Dataset entries:
· · · · ·

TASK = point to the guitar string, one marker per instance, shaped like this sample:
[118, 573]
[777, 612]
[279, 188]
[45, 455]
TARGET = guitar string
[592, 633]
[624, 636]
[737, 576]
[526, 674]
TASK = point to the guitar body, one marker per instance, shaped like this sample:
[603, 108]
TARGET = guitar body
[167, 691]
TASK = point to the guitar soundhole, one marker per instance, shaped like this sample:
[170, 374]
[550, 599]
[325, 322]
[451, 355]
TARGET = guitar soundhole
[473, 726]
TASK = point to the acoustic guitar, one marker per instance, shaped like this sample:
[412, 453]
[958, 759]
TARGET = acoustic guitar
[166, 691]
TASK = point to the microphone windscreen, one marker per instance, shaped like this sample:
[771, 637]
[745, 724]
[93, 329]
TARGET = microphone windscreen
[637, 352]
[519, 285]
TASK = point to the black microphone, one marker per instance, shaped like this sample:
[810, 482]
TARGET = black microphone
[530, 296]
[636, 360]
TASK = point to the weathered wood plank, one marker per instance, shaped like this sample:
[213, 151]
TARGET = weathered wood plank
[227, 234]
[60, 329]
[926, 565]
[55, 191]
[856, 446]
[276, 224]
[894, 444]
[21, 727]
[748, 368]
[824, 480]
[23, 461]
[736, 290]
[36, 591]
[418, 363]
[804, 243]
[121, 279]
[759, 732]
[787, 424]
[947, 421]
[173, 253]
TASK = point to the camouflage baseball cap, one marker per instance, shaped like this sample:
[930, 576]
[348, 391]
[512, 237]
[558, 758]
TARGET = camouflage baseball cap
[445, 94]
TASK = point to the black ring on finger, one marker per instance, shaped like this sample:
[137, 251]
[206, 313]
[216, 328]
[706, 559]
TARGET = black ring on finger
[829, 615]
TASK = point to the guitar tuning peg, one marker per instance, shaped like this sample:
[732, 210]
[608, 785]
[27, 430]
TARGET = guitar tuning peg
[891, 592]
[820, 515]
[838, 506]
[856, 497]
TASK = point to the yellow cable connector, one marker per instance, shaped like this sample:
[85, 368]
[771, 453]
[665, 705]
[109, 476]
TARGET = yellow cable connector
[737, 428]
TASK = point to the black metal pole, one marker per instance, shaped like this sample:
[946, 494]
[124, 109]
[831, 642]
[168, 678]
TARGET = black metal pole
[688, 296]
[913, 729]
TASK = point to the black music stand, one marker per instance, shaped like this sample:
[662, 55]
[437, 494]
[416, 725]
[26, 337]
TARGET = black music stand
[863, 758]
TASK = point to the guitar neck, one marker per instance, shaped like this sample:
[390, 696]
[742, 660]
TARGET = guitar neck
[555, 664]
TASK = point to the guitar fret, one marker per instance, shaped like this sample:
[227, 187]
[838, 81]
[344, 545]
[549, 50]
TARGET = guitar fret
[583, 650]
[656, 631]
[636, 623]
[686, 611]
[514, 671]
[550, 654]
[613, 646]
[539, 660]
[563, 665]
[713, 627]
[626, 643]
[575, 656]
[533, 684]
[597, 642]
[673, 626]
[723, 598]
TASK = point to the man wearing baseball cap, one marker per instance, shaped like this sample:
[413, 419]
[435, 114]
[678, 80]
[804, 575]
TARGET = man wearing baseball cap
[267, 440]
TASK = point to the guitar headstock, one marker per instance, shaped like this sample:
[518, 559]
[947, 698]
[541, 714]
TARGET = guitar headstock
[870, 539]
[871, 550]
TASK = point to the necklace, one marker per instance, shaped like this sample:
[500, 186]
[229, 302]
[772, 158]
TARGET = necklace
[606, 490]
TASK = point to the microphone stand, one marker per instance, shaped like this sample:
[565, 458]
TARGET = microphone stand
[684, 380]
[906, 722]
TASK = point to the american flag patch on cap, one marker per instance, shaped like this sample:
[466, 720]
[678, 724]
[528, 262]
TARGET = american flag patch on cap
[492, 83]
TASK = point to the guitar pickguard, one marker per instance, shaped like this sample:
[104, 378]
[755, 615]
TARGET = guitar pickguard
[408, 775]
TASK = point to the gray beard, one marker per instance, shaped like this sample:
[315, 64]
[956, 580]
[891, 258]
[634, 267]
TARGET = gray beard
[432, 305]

· · · · ·

What to work on:
Please set down all of the records exactly.

Worked solution:
TASK = point to the guitar string, one marker per instance, shaped like this sample:
[118, 573]
[777, 612]
[279, 188]
[45, 455]
TARGET = guitar string
[592, 633]
[624, 636]
[737, 576]
[526, 674]
TASK = point to the guitar body, one marker per instance, shaped like this sample:
[603, 108]
TARGET = guitar body
[167, 691]
TASK = point to the guitar soundhole, one marker per instance, shaped like this sample:
[170, 374]
[550, 599]
[325, 322]
[451, 355]
TARGET = guitar soundhole
[473, 726]
TASK = point to the acoustic guitar, one marker per instance, shaped like this sample:
[412, 453]
[958, 759]
TARGET = acoustic guitar
[166, 691]
TASK = point to the microphone windscreen, one marker per instance, shaped like this sample:
[771, 637]
[745, 724]
[93, 329]
TARGET = microphone windscreen
[637, 352]
[519, 285]
TASK = point to the black microphone, one marker per instance, shaped like this sample:
[810, 482]
TARGET = black microphone
[530, 296]
[636, 360]
TASK = point to the weathered wood plank, one marker per instance, shaped like this sample:
[213, 151]
TARGET = weathered wood plank
[227, 234]
[60, 329]
[926, 565]
[55, 191]
[856, 446]
[276, 224]
[894, 444]
[21, 727]
[748, 368]
[824, 480]
[23, 461]
[736, 290]
[36, 591]
[418, 363]
[804, 243]
[121, 279]
[759, 732]
[787, 424]
[947, 421]
[173, 253]
TASK = point to the camouflage baseball cap, one marker per instance, shaped like this sample:
[930, 576]
[348, 391]
[512, 237]
[558, 758]
TARGET = camouflage baseball cap
[445, 94]
TASK = point to the black ring on finger, one marker per instance, shaped like this sample:
[137, 251]
[206, 313]
[216, 328]
[706, 559]
TARGET = black ring on finger
[829, 615]
TASK = point to the guitar tuning peg, one marker per instance, shaped like this sample:
[732, 210]
[608, 785]
[27, 430]
TARGET = guitar tuning peg
[891, 592]
[820, 515]
[838, 506]
[856, 497]
TASK = point to the yellow cable connector, one marker per instance, shaped like this sample:
[85, 368]
[771, 453]
[665, 705]
[109, 476]
TARGET = yellow cable connector
[737, 428]
TASK = point to the black metal pole, one marker per instance, shaped like this sample:
[946, 494]
[124, 109]
[831, 642]
[168, 678]
TARGET = black metal pole
[688, 296]
[913, 729]
TASK = point to the black music stand, one marker per instance, shaped like this sample:
[662, 55]
[437, 494]
[416, 725]
[26, 337]
TARGET = black music stand
[863, 758]
TASK = point to the guitar neck, one marker per instance, shaped like this sample:
[390, 696]
[742, 660]
TARGET = guitar neck
[555, 664]
TASK = point to the guitar fret, one marker per instance, shaped like this sample:
[227, 187]
[838, 81]
[344, 545]
[549, 50]
TARGET = guitar fret
[583, 650]
[656, 631]
[636, 623]
[686, 611]
[514, 671]
[550, 654]
[613, 646]
[539, 660]
[563, 665]
[713, 627]
[626, 643]
[575, 656]
[533, 684]
[597, 642]
[673, 626]
[723, 598]
TASK = point to the man wearing baseball cap, one marker per instance, shaped like this sample:
[413, 419]
[435, 114]
[678, 80]
[804, 575]
TARGET = man wearing baseball cap
[267, 440]
TASK = point to the guitar headstock, one marker per instance, shaped like this sample:
[518, 559]
[947, 698]
[541, 714]
TARGET = guitar headstock
[870, 539]
[871, 550]
TASK = point to the necklace, one marker per instance, shaped like this sample:
[500, 186]
[229, 302]
[772, 158]
TARGET = necklace
[606, 490]
TASK = point to the microphone stand, one marker per instance, shaped like this sample:
[565, 458]
TARGET = microphone stand
[684, 380]
[906, 722]
TASK = point to the american flag patch on cap, one marker per instance, shaped like this sample:
[466, 720]
[678, 724]
[528, 262]
TARGET = american flag patch on cap
[492, 83]
TASK = point to the guitar pickguard, one marker per instance, shaped like this sample:
[104, 378]
[755, 615]
TARGET = guitar pickguard
[408, 775]
TASK = point to the gray beard, one marker per instance, shaped like this sample:
[315, 64]
[956, 580]
[891, 258]
[634, 267]
TARGET = gray beard
[432, 305]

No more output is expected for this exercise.